- [SUPPLIED RECORDS]
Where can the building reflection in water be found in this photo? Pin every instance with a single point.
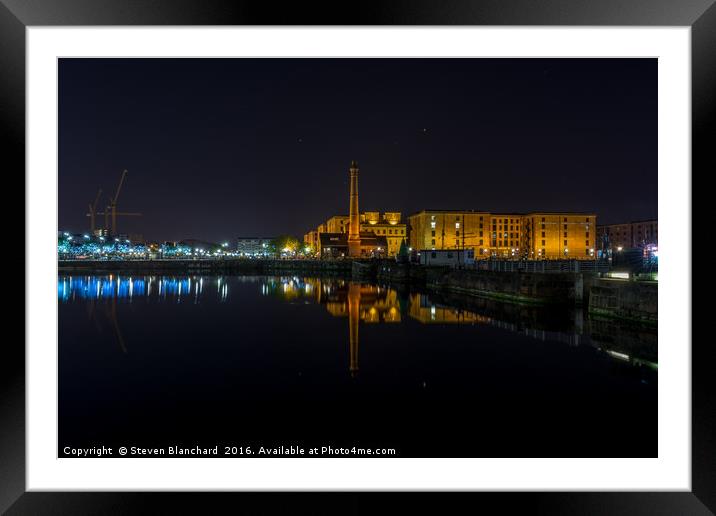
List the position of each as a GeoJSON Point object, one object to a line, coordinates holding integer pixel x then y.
{"type": "Point", "coordinates": [358, 302]}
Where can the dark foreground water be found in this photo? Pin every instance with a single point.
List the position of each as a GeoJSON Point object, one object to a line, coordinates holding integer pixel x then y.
{"type": "Point", "coordinates": [289, 361]}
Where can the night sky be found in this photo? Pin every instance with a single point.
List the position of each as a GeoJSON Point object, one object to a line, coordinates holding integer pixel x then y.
{"type": "Point", "coordinates": [220, 148]}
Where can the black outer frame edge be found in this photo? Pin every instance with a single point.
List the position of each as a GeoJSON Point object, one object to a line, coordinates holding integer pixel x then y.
{"type": "Point", "coordinates": [703, 109]}
{"type": "Point", "coordinates": [12, 363]}
{"type": "Point", "coordinates": [700, 14]}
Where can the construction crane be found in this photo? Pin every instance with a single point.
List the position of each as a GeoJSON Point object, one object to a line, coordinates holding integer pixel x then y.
{"type": "Point", "coordinates": [110, 212]}
{"type": "Point", "coordinates": [92, 212]}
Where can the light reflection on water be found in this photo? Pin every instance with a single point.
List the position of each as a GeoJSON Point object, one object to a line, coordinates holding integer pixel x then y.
{"type": "Point", "coordinates": [358, 301]}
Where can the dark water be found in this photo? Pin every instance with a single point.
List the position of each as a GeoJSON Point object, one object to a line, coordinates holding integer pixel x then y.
{"type": "Point", "coordinates": [281, 361]}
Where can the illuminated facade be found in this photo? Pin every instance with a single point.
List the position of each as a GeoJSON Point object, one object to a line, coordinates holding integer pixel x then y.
{"type": "Point", "coordinates": [643, 233]}
{"type": "Point", "coordinates": [506, 235]}
{"type": "Point", "coordinates": [377, 234]}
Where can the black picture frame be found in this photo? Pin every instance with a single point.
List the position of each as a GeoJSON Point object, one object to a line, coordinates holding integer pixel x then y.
{"type": "Point", "coordinates": [16, 15]}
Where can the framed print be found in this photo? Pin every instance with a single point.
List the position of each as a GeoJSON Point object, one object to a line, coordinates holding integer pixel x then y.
{"type": "Point", "coordinates": [399, 249]}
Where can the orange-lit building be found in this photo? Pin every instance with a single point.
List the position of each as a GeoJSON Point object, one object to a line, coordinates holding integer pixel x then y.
{"type": "Point", "coordinates": [536, 235]}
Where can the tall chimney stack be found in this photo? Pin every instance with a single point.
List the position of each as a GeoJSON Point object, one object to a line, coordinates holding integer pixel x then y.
{"type": "Point", "coordinates": [354, 222]}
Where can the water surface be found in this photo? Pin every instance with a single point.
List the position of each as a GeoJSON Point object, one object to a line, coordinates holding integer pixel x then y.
{"type": "Point", "coordinates": [270, 361]}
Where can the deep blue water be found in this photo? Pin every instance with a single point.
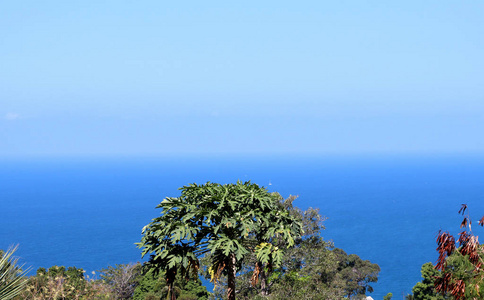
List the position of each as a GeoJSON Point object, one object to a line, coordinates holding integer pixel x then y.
{"type": "Point", "coordinates": [89, 212]}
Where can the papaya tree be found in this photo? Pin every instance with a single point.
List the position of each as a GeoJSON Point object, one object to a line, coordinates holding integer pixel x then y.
{"type": "Point", "coordinates": [226, 221]}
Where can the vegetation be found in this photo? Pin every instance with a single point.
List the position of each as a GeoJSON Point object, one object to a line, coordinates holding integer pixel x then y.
{"type": "Point", "coordinates": [12, 280]}
{"type": "Point", "coordinates": [228, 221]}
{"type": "Point", "coordinates": [67, 284]}
{"type": "Point", "coordinates": [458, 273]}
{"type": "Point", "coordinates": [236, 235]}
{"type": "Point", "coordinates": [311, 269]}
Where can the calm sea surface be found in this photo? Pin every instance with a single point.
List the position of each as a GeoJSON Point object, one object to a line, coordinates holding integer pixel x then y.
{"type": "Point", "coordinates": [89, 213]}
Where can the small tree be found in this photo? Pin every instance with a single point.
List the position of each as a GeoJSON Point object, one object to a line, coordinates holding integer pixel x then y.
{"type": "Point", "coordinates": [461, 265]}
{"type": "Point", "coordinates": [122, 279]}
{"type": "Point", "coordinates": [228, 221]}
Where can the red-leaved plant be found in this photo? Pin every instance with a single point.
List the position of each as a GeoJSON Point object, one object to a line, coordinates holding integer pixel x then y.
{"type": "Point", "coordinates": [468, 246]}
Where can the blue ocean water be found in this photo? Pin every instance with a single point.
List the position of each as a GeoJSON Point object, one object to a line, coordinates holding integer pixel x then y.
{"type": "Point", "coordinates": [88, 212]}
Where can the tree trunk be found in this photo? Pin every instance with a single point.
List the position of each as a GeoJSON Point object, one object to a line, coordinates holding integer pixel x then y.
{"type": "Point", "coordinates": [263, 283]}
{"type": "Point", "coordinates": [232, 268]}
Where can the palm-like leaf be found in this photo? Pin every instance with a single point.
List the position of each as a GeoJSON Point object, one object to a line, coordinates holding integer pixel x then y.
{"type": "Point", "coordinates": [12, 280]}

- [WORK INSTRUCTIONS]
Beginning at the line that contains "Where can the palm-like" and stopping at the end of the records, write those lines out again with the requests included. Scale every point coordinate in the answers by 1.35, rounding each to a whole number with halves going up, and leave the requests unchanged.

- [WRITTEN SOLUTION]
Where can the palm-like leaf be found in this photo? Pin every instance with a single point.
List the position of each as a GeoJSON Point object, one object to a line, coordinates holding integer pixel x then y.
{"type": "Point", "coordinates": [16, 378]}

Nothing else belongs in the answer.